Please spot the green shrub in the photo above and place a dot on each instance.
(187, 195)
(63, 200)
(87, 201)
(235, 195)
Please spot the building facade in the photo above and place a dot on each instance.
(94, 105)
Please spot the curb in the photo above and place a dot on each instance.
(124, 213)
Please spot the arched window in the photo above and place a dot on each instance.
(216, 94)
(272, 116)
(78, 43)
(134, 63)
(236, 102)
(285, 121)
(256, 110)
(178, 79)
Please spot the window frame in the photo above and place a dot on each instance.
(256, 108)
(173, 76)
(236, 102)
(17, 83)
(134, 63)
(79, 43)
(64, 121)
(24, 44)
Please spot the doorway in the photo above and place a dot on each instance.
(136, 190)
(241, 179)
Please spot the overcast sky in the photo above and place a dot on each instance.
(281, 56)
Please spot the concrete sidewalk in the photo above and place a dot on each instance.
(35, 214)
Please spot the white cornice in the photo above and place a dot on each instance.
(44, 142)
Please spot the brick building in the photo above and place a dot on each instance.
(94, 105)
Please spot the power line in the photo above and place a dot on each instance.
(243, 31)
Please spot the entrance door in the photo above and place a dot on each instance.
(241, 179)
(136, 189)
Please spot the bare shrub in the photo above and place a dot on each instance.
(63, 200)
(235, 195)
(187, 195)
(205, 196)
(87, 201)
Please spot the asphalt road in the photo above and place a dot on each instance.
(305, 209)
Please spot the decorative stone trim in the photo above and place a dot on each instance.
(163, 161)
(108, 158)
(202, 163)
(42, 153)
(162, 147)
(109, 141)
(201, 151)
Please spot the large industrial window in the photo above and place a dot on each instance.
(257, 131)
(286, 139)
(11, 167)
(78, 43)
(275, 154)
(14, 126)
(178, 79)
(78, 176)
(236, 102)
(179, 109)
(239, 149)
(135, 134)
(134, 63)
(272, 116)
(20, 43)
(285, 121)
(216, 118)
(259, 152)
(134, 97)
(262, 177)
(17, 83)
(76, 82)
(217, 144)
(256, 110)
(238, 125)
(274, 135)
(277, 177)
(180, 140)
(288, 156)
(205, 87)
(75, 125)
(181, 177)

* * *

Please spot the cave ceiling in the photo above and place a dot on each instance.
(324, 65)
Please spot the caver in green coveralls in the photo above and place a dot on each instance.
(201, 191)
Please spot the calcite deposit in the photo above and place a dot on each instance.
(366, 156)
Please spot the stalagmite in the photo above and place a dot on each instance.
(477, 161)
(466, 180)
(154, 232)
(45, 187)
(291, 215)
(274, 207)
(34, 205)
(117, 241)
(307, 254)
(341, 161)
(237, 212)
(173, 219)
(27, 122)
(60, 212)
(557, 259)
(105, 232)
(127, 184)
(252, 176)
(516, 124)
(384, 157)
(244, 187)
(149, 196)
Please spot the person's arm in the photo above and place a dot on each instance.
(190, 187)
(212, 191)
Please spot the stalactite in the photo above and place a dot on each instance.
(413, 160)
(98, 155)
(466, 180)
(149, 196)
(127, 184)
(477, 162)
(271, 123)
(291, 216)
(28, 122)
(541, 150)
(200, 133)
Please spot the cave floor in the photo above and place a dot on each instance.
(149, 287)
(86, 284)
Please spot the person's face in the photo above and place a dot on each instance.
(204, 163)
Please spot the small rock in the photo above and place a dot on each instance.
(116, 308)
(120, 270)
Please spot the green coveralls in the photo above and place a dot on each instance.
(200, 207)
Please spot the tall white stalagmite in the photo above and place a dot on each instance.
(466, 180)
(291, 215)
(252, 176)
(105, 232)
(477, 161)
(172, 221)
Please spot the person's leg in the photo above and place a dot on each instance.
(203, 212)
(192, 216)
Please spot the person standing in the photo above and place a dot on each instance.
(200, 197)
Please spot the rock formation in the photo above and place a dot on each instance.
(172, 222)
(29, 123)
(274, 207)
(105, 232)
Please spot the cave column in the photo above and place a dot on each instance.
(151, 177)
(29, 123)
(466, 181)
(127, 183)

§ **Short problem**: State how many lines in the entries above contain the string "shrub". Case counts, and your reply should be the number only.

§ **The reply**: 2